— TASK TO COMPLETE —
Show each line of the material below that contains the string "window", treating uppercase and lowercase as different.

— Saved data entries —
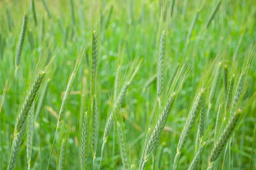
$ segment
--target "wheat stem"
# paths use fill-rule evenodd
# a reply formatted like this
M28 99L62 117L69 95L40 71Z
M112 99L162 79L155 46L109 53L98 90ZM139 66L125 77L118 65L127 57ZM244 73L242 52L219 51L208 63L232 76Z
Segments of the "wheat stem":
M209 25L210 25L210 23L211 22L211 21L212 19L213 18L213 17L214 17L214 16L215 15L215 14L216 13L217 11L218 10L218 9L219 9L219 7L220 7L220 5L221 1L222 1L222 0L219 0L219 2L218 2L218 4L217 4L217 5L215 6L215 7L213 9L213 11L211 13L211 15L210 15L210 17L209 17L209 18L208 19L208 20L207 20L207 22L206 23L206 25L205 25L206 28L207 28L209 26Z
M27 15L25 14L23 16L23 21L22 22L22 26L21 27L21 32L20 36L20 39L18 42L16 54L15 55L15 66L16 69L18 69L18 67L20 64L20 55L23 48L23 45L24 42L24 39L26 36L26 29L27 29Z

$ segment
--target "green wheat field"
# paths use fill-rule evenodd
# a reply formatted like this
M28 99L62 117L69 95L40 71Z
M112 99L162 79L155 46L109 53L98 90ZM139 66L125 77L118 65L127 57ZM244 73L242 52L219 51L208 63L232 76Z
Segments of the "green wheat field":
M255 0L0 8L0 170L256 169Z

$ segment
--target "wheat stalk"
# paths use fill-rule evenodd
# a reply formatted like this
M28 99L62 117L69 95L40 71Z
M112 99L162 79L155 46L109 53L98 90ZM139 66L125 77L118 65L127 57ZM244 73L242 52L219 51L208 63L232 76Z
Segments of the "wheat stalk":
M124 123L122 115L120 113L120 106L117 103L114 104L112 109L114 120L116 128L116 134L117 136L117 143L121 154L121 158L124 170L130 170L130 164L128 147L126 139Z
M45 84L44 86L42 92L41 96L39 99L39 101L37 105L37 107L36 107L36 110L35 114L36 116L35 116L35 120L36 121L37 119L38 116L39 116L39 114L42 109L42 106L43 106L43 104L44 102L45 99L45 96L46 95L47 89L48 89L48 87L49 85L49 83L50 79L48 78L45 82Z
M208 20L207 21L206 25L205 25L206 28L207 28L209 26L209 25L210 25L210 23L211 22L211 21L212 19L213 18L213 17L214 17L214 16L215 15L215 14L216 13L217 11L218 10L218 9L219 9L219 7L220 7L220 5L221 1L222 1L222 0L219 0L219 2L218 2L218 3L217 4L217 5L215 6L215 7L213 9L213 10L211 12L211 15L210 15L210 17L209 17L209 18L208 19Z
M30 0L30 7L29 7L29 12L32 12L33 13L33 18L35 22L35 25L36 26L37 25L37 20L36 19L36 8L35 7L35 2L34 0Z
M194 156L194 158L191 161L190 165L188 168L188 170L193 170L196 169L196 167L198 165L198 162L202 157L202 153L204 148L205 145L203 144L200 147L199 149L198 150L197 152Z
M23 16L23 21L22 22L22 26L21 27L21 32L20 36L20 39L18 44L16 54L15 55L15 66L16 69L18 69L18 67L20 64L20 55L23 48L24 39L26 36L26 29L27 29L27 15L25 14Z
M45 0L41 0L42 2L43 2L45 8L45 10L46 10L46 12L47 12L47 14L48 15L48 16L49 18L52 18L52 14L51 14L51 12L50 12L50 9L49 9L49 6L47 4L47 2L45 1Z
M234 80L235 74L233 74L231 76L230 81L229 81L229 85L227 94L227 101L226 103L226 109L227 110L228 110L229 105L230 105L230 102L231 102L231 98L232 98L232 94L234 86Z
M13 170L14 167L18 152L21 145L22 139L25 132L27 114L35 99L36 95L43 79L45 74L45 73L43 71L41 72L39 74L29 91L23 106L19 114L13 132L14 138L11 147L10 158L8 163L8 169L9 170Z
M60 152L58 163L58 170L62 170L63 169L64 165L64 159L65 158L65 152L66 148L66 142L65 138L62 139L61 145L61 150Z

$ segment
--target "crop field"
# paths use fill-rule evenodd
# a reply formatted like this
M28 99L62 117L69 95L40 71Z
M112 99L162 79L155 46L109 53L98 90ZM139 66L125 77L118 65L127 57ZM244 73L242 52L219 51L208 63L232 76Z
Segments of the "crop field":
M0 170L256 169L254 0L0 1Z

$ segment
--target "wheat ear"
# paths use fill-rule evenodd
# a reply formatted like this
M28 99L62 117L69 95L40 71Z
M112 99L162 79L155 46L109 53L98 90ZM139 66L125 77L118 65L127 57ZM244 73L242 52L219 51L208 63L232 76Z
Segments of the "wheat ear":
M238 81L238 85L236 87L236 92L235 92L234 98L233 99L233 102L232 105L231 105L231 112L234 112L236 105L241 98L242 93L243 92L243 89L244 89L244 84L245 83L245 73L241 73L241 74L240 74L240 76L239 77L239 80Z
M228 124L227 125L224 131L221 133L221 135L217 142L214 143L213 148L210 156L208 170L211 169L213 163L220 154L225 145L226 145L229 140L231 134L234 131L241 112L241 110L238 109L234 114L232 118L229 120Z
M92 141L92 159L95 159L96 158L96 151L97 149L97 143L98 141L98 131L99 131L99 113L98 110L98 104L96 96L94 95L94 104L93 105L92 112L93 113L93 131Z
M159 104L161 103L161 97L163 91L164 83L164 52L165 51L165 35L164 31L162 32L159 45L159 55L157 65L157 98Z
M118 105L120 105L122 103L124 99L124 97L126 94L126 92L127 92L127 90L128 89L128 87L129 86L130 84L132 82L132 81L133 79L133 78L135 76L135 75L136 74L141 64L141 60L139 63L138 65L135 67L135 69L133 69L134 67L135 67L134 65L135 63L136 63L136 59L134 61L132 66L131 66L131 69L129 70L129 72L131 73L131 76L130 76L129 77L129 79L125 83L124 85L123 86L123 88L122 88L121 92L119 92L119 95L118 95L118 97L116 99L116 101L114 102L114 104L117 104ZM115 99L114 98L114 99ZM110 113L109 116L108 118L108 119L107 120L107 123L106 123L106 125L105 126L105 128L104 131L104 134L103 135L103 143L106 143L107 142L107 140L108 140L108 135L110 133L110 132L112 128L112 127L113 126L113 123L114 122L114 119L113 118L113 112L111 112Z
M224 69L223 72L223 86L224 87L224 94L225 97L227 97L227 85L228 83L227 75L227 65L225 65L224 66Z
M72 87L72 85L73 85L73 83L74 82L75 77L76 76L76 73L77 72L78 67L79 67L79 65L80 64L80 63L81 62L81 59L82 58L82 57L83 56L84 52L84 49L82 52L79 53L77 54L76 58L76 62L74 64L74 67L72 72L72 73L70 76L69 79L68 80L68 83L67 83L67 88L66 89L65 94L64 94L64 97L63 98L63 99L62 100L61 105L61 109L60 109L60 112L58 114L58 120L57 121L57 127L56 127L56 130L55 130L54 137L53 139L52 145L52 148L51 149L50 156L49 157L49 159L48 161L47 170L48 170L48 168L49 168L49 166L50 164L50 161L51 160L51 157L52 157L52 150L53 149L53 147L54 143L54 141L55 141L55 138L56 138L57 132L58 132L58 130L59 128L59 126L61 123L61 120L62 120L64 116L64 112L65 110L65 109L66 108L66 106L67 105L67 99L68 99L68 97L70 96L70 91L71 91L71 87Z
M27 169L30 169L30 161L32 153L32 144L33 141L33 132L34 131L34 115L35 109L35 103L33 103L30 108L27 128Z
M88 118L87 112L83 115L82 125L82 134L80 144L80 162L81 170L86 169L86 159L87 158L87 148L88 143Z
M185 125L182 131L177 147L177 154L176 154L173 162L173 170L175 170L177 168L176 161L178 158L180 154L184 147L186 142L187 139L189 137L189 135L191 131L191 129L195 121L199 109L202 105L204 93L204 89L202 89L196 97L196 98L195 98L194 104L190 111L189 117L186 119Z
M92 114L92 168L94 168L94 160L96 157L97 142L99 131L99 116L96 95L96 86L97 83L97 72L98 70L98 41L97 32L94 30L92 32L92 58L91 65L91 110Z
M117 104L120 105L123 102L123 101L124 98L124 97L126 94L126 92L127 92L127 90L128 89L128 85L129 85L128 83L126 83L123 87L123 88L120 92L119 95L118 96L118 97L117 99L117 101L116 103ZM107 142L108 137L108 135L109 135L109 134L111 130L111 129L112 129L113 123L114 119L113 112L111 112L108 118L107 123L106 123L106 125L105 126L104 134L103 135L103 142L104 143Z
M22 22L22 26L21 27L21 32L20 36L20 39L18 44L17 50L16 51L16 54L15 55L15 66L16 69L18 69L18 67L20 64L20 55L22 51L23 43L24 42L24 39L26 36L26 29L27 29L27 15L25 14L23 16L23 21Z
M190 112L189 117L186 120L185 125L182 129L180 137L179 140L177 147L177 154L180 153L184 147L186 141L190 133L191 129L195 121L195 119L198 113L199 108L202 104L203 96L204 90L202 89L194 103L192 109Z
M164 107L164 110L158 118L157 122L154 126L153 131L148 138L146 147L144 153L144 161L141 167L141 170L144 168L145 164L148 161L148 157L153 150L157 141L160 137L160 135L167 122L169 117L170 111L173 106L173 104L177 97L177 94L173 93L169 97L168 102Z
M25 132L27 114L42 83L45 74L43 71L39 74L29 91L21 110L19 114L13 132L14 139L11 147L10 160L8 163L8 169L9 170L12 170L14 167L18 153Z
* * *
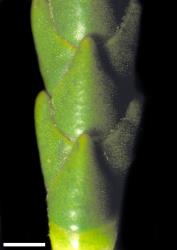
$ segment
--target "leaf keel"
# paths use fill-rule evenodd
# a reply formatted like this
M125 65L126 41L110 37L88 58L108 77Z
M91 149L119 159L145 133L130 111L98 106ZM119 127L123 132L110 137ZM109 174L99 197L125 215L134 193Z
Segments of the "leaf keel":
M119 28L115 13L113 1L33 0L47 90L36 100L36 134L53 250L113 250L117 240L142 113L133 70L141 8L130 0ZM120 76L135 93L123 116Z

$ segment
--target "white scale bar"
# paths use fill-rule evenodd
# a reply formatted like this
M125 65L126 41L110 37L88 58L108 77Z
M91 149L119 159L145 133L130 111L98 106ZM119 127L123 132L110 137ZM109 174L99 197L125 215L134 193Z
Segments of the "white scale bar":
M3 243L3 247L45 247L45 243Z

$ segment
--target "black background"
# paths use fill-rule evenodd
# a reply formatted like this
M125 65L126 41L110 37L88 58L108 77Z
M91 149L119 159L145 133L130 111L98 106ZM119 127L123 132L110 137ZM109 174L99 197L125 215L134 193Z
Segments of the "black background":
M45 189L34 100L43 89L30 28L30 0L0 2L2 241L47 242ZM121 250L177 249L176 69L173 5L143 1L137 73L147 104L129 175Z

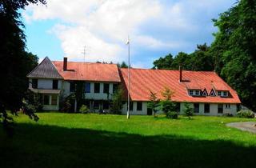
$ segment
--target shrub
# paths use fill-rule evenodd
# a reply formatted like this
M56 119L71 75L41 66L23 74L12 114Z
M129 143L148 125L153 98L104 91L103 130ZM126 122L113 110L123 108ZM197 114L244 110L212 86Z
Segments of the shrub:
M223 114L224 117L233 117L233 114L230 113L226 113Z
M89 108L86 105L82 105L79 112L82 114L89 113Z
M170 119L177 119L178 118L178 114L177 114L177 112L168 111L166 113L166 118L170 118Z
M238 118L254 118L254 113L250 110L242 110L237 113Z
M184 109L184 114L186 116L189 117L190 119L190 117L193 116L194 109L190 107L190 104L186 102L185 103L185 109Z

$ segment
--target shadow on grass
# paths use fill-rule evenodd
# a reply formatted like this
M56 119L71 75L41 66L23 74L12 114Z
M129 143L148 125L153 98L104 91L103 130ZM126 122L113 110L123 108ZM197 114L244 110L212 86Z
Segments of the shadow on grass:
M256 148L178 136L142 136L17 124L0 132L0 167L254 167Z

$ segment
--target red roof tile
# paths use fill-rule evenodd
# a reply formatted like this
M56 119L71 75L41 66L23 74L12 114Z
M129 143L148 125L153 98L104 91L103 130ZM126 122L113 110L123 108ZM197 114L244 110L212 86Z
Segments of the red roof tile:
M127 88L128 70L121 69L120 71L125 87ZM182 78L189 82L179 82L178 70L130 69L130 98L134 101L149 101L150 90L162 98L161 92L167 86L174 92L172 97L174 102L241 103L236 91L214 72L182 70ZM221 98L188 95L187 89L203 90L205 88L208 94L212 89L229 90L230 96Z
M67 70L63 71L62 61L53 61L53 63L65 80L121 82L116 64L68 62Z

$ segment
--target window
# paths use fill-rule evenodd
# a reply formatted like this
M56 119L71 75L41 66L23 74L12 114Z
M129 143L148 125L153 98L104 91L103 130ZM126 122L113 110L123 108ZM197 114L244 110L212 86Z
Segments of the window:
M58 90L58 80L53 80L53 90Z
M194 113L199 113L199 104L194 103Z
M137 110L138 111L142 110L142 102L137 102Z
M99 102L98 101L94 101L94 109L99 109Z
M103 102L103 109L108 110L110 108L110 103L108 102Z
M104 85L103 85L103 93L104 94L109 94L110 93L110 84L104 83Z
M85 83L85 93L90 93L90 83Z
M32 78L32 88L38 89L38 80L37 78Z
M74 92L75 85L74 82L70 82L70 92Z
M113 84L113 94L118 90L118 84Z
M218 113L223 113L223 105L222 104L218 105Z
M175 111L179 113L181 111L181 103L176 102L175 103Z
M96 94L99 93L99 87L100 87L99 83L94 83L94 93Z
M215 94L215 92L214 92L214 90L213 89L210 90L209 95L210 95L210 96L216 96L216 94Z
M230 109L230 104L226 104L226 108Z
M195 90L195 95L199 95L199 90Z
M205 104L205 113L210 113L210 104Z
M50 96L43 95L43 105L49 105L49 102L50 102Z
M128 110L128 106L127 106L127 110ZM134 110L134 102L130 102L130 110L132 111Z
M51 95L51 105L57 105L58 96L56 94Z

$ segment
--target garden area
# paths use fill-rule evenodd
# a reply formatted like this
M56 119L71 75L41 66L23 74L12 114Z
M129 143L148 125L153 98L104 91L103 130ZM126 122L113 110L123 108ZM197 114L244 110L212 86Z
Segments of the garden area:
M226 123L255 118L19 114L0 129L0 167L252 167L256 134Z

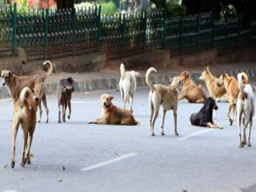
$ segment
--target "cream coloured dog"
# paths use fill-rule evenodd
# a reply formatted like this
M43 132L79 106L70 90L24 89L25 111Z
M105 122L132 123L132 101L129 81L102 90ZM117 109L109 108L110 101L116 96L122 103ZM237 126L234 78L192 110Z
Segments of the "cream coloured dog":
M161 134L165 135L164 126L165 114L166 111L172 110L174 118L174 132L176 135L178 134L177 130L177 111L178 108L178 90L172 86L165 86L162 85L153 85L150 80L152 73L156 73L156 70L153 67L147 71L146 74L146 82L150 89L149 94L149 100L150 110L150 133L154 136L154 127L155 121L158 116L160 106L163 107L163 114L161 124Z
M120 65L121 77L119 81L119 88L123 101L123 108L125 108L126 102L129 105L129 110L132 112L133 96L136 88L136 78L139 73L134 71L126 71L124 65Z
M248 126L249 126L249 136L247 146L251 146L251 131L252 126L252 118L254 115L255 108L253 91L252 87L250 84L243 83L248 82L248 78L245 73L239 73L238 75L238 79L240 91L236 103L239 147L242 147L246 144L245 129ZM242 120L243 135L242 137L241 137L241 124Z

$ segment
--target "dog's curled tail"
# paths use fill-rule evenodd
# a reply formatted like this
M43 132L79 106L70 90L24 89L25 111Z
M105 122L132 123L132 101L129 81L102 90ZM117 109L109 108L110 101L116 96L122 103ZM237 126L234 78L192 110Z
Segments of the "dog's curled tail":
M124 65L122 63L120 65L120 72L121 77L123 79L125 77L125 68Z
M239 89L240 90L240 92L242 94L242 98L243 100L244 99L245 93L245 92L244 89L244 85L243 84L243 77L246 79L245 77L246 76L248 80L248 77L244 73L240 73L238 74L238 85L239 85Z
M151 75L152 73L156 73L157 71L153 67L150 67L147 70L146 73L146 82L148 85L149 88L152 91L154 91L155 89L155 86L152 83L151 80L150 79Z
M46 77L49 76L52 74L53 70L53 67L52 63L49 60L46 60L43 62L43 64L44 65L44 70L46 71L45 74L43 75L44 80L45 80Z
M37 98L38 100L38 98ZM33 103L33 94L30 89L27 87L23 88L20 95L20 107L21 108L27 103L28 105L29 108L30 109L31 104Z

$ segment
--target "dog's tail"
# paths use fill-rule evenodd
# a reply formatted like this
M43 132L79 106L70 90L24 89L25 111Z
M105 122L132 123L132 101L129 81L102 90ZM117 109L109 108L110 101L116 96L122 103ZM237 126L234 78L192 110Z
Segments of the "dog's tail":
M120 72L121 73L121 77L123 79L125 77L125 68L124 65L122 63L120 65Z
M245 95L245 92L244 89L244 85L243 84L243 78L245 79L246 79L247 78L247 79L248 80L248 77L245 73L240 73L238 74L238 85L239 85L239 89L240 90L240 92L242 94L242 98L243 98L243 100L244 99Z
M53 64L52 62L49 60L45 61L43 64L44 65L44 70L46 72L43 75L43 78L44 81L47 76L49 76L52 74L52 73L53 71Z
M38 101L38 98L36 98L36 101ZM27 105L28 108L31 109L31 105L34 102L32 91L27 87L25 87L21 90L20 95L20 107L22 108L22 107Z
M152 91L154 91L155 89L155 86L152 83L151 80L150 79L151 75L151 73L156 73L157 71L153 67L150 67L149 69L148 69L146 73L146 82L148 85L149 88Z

— FULL SOLUTION —
--target window
Segments of the window:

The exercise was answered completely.